> **RECORDS FOR PROCESSING**
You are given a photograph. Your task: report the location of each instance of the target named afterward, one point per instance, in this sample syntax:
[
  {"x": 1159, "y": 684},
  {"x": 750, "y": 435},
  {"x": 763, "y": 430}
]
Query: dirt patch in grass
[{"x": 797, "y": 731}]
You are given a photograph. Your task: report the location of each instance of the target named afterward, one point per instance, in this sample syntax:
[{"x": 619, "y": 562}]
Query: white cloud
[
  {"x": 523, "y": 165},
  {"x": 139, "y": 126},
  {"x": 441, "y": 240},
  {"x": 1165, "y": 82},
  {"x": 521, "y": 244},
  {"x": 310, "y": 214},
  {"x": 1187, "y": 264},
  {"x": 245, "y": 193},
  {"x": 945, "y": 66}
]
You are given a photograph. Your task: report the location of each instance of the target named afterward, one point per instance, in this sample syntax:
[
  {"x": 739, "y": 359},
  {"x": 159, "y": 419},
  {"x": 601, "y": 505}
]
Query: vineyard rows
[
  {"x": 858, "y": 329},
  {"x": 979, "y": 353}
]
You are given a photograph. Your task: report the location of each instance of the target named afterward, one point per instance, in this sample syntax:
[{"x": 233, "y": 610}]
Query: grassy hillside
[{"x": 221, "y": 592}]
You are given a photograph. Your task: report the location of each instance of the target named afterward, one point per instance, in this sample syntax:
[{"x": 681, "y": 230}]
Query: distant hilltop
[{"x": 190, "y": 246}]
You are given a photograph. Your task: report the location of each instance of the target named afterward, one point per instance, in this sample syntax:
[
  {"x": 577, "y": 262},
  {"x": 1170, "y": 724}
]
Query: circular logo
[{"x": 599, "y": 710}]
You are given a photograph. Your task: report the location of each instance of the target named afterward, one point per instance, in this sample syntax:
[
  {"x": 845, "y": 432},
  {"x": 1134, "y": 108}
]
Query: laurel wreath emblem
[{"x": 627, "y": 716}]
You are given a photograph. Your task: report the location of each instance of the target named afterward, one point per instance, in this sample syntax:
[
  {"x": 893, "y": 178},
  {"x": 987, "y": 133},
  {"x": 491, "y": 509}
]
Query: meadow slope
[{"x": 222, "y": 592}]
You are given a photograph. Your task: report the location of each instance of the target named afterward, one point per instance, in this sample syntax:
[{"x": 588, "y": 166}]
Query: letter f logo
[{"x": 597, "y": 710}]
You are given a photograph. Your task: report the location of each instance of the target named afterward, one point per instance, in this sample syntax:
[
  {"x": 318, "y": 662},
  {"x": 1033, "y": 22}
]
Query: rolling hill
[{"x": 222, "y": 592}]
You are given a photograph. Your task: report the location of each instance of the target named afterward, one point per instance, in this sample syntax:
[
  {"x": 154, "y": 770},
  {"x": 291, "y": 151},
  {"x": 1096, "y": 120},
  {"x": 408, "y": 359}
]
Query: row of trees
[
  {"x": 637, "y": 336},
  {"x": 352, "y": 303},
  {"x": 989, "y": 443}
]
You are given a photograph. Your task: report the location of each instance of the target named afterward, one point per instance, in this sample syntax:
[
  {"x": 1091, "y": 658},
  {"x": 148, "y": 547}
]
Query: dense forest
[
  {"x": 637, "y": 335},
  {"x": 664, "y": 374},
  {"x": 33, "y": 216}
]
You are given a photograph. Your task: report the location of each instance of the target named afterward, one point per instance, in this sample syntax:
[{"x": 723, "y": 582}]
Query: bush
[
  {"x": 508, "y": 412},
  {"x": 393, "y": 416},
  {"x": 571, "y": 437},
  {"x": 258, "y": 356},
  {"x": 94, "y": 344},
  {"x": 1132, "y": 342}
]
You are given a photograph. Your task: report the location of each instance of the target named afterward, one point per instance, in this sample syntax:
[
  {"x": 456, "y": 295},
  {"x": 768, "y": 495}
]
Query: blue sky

> **OBJECTIVE**
Please return the data above exactly as given.

> **TASK ANSWER**
You are given a photograph. Your task: report the location of each instance of the target named afterward, one point per instance, in this sample syntax:
[
  {"x": 1159, "y": 684},
  {"x": 750, "y": 435},
  {"x": 763, "y": 430}
]
Query: dirt patch in grass
[{"x": 797, "y": 731}]
You are given a photograph. Your task: report the location of each instance of the target named afterward, one point per instance, in this sample syntax:
[{"x": 619, "y": 562}]
Query: white cloud
[
  {"x": 523, "y": 165},
  {"x": 139, "y": 126},
  {"x": 441, "y": 240},
  {"x": 1165, "y": 82},
  {"x": 521, "y": 244},
  {"x": 310, "y": 214},
  {"x": 1187, "y": 264},
  {"x": 245, "y": 193},
  {"x": 945, "y": 66}
]
You are given a photograph. Your task: report the location of each instance of the target named afterward, one point per instance, in this sample syntax:
[
  {"x": 739, "y": 359},
  {"x": 159, "y": 419},
  {"x": 601, "y": 505}
]
Query: vineyard rows
[
  {"x": 858, "y": 329},
  {"x": 979, "y": 353}
]
You are given a photograph. Your task: report the location of each instance of the target named afterward, one point per instance, in this sample syntax:
[{"x": 233, "y": 610}]
Query: grassy hillside
[{"x": 221, "y": 592}]
You are given a photograph. Your task: report the location of each instance of the target named afterward, one point per instance, in this sample syntax:
[{"x": 681, "y": 230}]
Query: distant hilltop
[{"x": 190, "y": 246}]
You are given a photograph. Your task: report the location of each instance of the target named afterward, one point per instance, in this sample syntax:
[
  {"x": 577, "y": 262},
  {"x": 1170, "y": 724}
]
Query: circular logo
[{"x": 599, "y": 710}]
You are given a photograph. Your task: report the location of each instance of the target named afterward, one point per instance, in this sample syntax:
[
  {"x": 845, "y": 432},
  {"x": 1134, "y": 108}
]
Query: laurel wreath emblem
[{"x": 627, "y": 716}]
You are given a photograph. Your task: report the location of each instance of the target named afterward, one point per instance, in this sample syntax:
[
  {"x": 893, "y": 178},
  {"x": 987, "y": 133},
  {"x": 491, "y": 509}
]
Query: meadow slope
[{"x": 222, "y": 592}]
You are given a photograph. Your task: report the location of each instance of the target named afterward, one point per instance, in this sample syntax:
[{"x": 588, "y": 166}]
Query: letter f logo
[{"x": 597, "y": 710}]
You are given a photograph. Your task: report the location of each instance of the target named afterward, one point per instance, in this sample syntax:
[
  {"x": 318, "y": 662},
  {"x": 1033, "y": 22}
]
Query: rolling hill
[{"x": 222, "y": 592}]
You are given a photograph. Your task: report the location of each instance of the target named afterward, one point per instance, in this sample syntax:
[
  {"x": 154, "y": 770},
  {"x": 291, "y": 151},
  {"x": 1096, "y": 120},
  {"x": 408, "y": 359}
]
Query: row of trees
[
  {"x": 637, "y": 336},
  {"x": 352, "y": 303},
  {"x": 989, "y": 443}
]
You are given a photograph. Your task: report the location of each instance of the target named afterward, one point per instance, in this sample syntax:
[
  {"x": 1091, "y": 658},
  {"x": 148, "y": 547}
]
Query: dense forest
[
  {"x": 637, "y": 335},
  {"x": 664, "y": 374},
  {"x": 33, "y": 216}
]
You are given a photograph. Your task: report the location of each instance of the target named afterward, one point per instance, in this sample syntax:
[{"x": 723, "y": 582}]
Query: bush
[
  {"x": 508, "y": 412},
  {"x": 393, "y": 416},
  {"x": 571, "y": 437},
  {"x": 258, "y": 356},
  {"x": 94, "y": 344},
  {"x": 1132, "y": 342}
]
You are given a photograph. Your task: report the location of each instance of the target named afterward, one point per instance, in this sample syntax:
[
  {"x": 456, "y": 295},
  {"x": 768, "y": 495}
]
Query: blue sky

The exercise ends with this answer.